What the task asks
Continue the Cloudia software concept from the point where it stops.

Document extract
Cloudia
The following is a concept for a software / software architecture whose working title is “Cloudia”. Previous names include “humanID” and “virtualme” and might already give you an idea of what it’s all about. So far, there is no source code available but I hope this will change quickly as soon as I manage to merge all the many, many different thoughts I have into a sound concept.
In the following I’m going to briefly describe / advertise the core idea and provide specific examples for practical application of the software. Hopefully, I manage to still attract your attention for the parts that follow. Those are rather long and go into detail of how things are supposed to work and look like in the finished product. There might also be technical issues involved, so be warned. ;)
Finally, please keep in mind that I write about all ideas that have crossed my mind although they may still not fit perfectly to each other. Feel free to drop me a line if you have questions or suggestions.
Introduction
In the very essence, the idea of Cloudia is to share data – among your devices (your PC, laptop / netbook, eBook reader, cellphone et cetera) and among your contacts latter of which play an important role. “Data” is intentionally broadly phrased because Cloudia doesn’t limit you to share just contact information, pictures and videos like most social networks do. “Data” is rather an arbitrary file plus semantic meta information (author, license, links to other data / files; music album title, people one can see on the picture, …) which you can easily publish just for own purposes (that is for using it on another device) or for the whole world. There’s no steep learning curve involved here – you’re just one click away from showing your friends last Saturday night’s pictures. Both sides – total privacy on the one and total transparency on the other hand – can be accomplished equally easily.

Data rows
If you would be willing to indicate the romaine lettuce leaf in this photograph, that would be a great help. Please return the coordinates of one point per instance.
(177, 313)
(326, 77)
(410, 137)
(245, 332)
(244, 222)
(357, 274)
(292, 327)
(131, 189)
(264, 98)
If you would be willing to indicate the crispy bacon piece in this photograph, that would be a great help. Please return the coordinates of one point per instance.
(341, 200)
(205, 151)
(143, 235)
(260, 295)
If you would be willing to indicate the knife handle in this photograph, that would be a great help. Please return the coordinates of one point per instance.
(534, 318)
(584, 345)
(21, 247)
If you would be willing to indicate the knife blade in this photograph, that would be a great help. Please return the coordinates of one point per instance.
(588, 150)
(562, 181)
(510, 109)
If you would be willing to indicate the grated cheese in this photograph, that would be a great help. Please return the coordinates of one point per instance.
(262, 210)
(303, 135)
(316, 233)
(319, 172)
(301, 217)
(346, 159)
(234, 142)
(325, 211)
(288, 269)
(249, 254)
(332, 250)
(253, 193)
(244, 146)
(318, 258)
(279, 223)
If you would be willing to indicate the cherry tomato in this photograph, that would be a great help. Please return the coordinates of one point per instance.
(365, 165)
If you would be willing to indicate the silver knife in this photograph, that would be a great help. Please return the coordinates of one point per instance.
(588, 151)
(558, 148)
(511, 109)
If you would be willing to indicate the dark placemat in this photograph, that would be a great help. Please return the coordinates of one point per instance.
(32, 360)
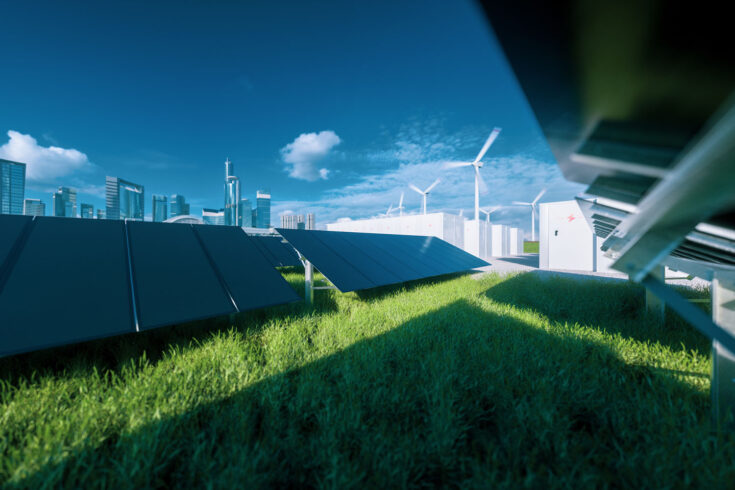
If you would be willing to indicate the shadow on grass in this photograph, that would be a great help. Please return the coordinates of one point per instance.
(456, 397)
(614, 306)
(113, 353)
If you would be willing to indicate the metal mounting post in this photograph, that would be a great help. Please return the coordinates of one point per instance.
(654, 304)
(308, 282)
(723, 360)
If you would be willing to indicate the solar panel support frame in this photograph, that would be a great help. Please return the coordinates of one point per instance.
(723, 360)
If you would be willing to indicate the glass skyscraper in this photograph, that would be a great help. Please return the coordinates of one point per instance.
(232, 195)
(65, 202)
(245, 212)
(179, 206)
(124, 200)
(160, 208)
(213, 216)
(12, 186)
(86, 211)
(263, 203)
(34, 207)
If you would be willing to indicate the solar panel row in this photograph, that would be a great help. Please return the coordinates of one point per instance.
(354, 261)
(70, 280)
(278, 253)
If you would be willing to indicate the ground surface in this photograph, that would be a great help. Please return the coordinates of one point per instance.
(464, 381)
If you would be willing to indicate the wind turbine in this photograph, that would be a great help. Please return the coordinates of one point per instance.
(400, 206)
(478, 164)
(489, 211)
(424, 193)
(533, 212)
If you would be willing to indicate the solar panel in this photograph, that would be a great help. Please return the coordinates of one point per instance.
(354, 261)
(174, 279)
(249, 278)
(278, 253)
(12, 227)
(70, 283)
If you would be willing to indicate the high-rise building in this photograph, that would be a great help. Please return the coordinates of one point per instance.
(293, 221)
(179, 206)
(245, 212)
(65, 202)
(34, 207)
(86, 211)
(232, 195)
(263, 205)
(213, 216)
(12, 186)
(124, 200)
(160, 208)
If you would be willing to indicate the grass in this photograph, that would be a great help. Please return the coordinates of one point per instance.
(512, 381)
(530, 247)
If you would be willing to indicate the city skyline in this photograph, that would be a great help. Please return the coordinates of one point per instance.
(336, 128)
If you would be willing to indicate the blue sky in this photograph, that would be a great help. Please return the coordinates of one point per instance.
(334, 106)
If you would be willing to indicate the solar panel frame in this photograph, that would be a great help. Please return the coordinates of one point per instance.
(13, 227)
(353, 261)
(248, 277)
(40, 312)
(172, 257)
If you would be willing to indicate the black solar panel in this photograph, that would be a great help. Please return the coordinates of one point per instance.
(278, 253)
(12, 227)
(354, 261)
(70, 283)
(174, 280)
(250, 280)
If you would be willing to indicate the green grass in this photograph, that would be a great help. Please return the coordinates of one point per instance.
(530, 247)
(497, 382)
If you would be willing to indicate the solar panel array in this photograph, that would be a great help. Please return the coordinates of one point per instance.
(70, 280)
(354, 261)
(278, 252)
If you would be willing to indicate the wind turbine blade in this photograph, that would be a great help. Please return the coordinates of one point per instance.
(539, 196)
(457, 164)
(416, 189)
(432, 186)
(490, 139)
(481, 181)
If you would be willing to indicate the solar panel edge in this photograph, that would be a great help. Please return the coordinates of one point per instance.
(6, 268)
(344, 288)
(215, 268)
(282, 287)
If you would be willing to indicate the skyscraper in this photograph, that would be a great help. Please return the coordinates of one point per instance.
(86, 211)
(232, 195)
(12, 186)
(160, 208)
(213, 216)
(245, 212)
(34, 207)
(124, 200)
(179, 206)
(293, 221)
(65, 202)
(263, 203)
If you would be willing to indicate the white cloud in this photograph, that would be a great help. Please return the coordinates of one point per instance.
(513, 178)
(44, 164)
(305, 152)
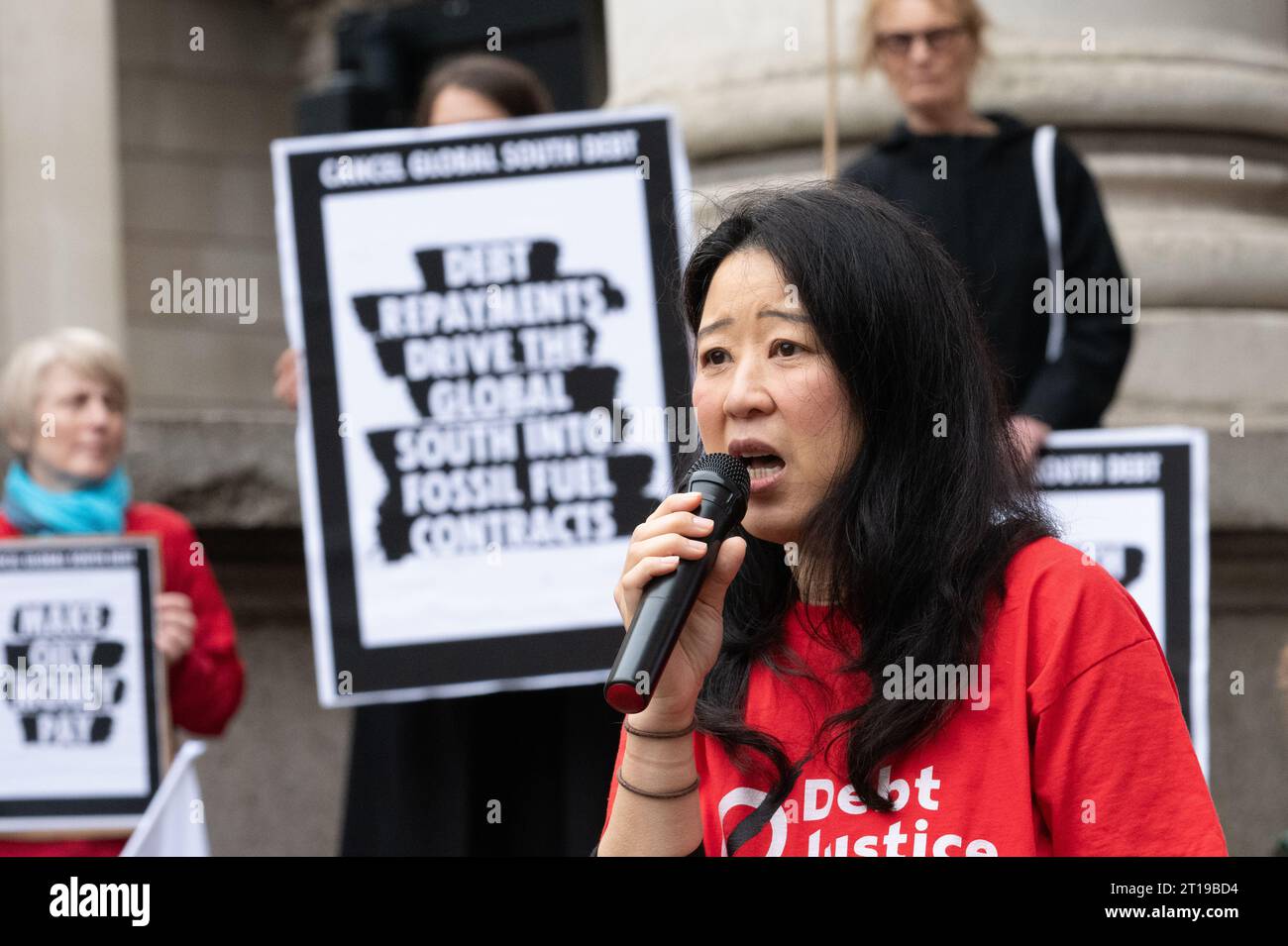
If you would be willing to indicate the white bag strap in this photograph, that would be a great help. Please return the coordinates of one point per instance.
(1043, 171)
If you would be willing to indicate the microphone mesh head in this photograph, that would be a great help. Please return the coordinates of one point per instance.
(730, 469)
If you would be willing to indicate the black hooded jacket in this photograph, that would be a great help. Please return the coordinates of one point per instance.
(986, 211)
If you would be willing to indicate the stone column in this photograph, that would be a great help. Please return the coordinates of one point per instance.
(59, 172)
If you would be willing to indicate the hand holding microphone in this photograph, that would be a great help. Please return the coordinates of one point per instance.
(673, 587)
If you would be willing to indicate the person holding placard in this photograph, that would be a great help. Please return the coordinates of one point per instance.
(63, 400)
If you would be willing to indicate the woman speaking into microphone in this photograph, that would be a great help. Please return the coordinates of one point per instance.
(893, 654)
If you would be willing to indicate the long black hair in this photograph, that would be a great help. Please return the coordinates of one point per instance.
(917, 529)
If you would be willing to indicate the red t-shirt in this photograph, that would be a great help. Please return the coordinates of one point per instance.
(1078, 745)
(205, 686)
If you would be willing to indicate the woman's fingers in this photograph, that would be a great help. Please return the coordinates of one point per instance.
(681, 523)
(677, 501)
(631, 585)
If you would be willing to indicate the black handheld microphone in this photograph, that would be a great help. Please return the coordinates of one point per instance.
(668, 598)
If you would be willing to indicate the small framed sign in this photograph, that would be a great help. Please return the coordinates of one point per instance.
(1134, 499)
(84, 722)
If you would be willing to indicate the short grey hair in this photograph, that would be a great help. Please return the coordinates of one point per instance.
(85, 351)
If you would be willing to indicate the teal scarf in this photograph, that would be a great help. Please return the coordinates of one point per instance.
(99, 507)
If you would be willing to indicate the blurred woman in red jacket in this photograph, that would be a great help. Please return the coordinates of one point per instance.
(62, 408)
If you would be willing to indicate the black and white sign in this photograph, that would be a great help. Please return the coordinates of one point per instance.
(82, 716)
(490, 328)
(1136, 501)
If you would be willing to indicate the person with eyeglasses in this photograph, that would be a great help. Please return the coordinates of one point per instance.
(1014, 206)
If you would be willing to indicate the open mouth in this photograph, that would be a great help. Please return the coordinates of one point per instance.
(765, 467)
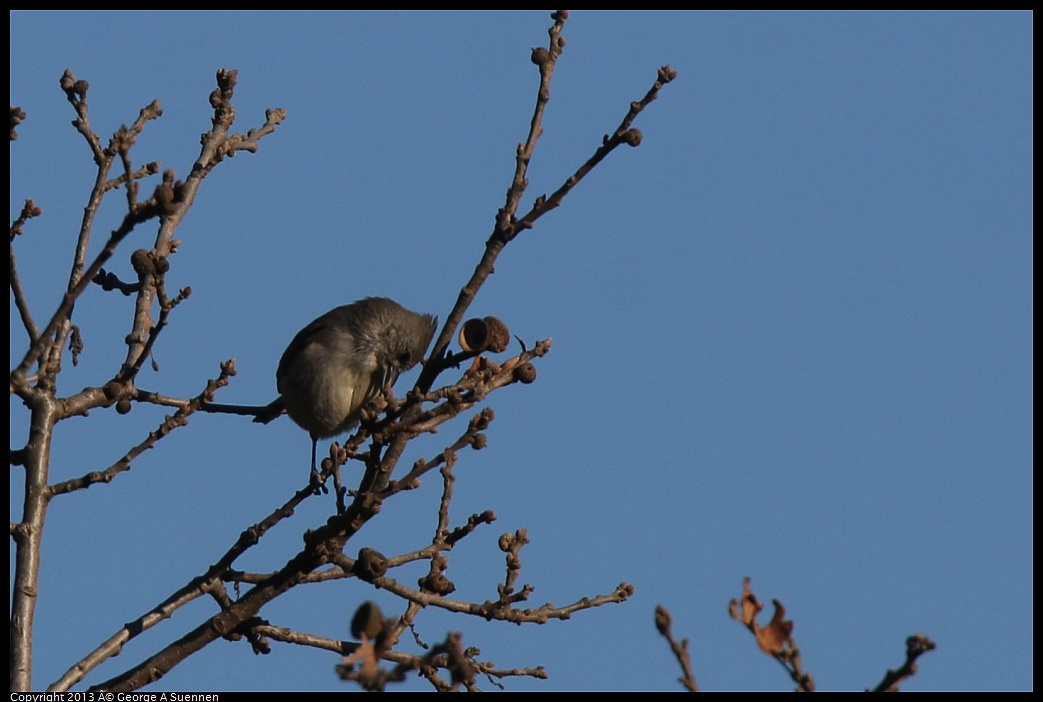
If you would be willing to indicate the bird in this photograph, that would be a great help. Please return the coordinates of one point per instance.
(342, 360)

Result below
Just as the many clouds in the sky would suggest, Cloudia is built in a decentral way to protect your privacy. You can freely choose a provider that fits to you and you feel secure with. This is a notable difference to “clouds” administered by a single company (Google, Amazon, Facebook, …) which require you to trust the national privacy law they are subject to. Instead, you can pick a company that is located in your home country. Nevertheless, you still have access then to the whole network with all users on all carriers. Those help you make your data available and store it in the cloud (i.e. online) and also retrieve it from that place.
As already mentioned, contacts play an important role. You do not just make your data available to them but they can also decide to subscribe to you and be informed as soon as there’s something new. Furthermore, you can also choose to have them collaborating with you on certain files.
Practical examples
The first and most obvious application probably is the creation of a distributed, secure social network. You store your contacts in the cloud and, on the other hand, give your contact information to them. Exchange messages, share files with them and go look for new virtual friends.
Now, imagine a micro-blogging service on Cloudia: You just frequently publish your status as a new file of type “status” and as soon as your contacts have subscribed to this file type they will receive every new status. Though, you may again choose to make some statuses only available for some people or just yourself (as kind of a personal diary).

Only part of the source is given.